··· Source text ···

Condensation forms on the pressure regulators, is that normal?
This is normal because the canisters cool down under pressure, and in warm rooms the moisture in the air collects as condensation.
It occurs more on hot days in the summer, and also in winter when heating is used in the surgery.
Is Nitrous Oxide heavier than air?
Nitrous oxide is roughly one and a half times as heavy as air and collects along the ground. For this reason, good ventilation must be ensured during and after Nitrous Oxide sedation to enable the Nitrous Oxide to escape.
The concentration at the workstation can be kept at a very low level thanks to the integrated exhaust ventilation of a ARTG listed patient breathing circuit.
How do I know how much gas is in the cylinders?
The current level of oxygen in a canister can be calculated from the nominal volume and the current pressure: at a pressure of 200 bar and a nominal volume of 10 litres, the volume in the canister corresponds to 2,000 litres (200 bar x 10 litres). When the oxygen level reaches 500 litres (50 bar), we recommend that you order a new oxygen canister so that the practice can continue working without any interruption.
The current level of nitrous oxide in a canister can only be determined from the weight. However, it is not possible to constantly weigh the nitrous oxide canister during the normal day-to-day operation. As a rule of thumb, if the pressure in the canister drops below 50 bar, there is still enough nitrous oxide remaining for treatment lasting 30-45 minutes.
In light of the information above, it is advisable to keep a spare cylinder of Nitrous Oxide and cylinder of Oxygen on stock at all times as a precaution. This will enable you to guarantee the smooth running of procedures at the practice.
How should reusable nasal masks be cleaned?
The reusable nasal masks can be autoclaved at 134°C for 4 minutes.
Thermal disinfection for 10 minutes at 93°C is also acceptable.
We recommend cleaning the reusable nasal masks after every treatment by autoclaving them or cleaning them in a thermal disinfector. The nasal masks should be replaced when the material becomes porous.

··· Material shown ···

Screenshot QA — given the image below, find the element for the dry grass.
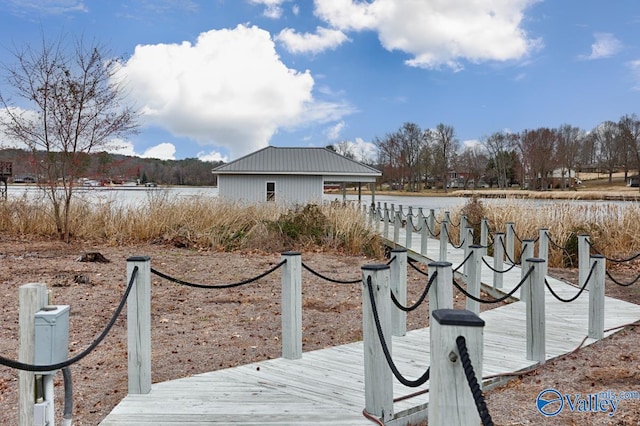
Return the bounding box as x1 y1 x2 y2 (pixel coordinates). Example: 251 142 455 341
444 199 640 267
0 194 384 256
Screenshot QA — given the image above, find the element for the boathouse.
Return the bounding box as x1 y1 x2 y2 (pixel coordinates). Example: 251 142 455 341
213 146 382 204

···

### Activity
Copy out the full nitrous oxide sedation FAQ word for word, from the first question to the last line.

### Answer box
Condensation forms on the pressure regulators, is that normal?
This is normal because the canisters cool down under pressure, and in warm rooms the moisture in the air collects as condensation.
It occurs more on hot days in the summer, and also in winter when heating is used in the surgery.
Is Nitrous Oxide heavier than air?
Nitrous oxide is roughly one and a half times as heavy as air and collects along the ground. For this reason, good ventilation must be ensured during and after Nitrous Oxide sedation to enable the Nitrous Oxide to escape.
The concentration at the workstation can be kept at a very low level thanks to the integrated exhaust ventilation of a ARTG listed patient breathing circuit.
How do I know how much gas is in the cylinders?
The current level of oxygen in a canister can be calculated from the nominal volume and the current pressure: at a pressure of 200 bar and a nominal volume of 10 litres, the volume in the canister corresponds to 2,000 litres (200 bar x 10 litres). When the oxygen level reaches 500 litres (50 bar), we recommend that you order a new oxygen canister so that the practice can continue working without any interruption.
The current level of nitrous oxide in a canister can only be determined from the weight. However, it is not possible to constantly weigh the nitrous oxide canister during the normal day-to-day operation. As a rule of thumb, if the pressure in the canister drops below 50 bar, there is still enough nitrous oxide remaining for treatment lasting 30-45 minutes.
In light of the information above, it is advisable to keep a spare cylinder of Nitrous Oxide and cylinder of Oxygen on stock at all times as a precaution. This will enable you to guarantee the smooth running of procedures at the practice.
How should reusable nasal masks be cleaned?
The reusable nasal masks can be autoclaved at 134°C for 4 minutes.
Thermal disinfection for 10 minutes at 93°C is also acceptable.
We recommend cleaning the reusable nasal masks after every treatment by autoclaving them or cleaning them in a thermal disinfector. The nasal masks should be replaced when the material becomes porous.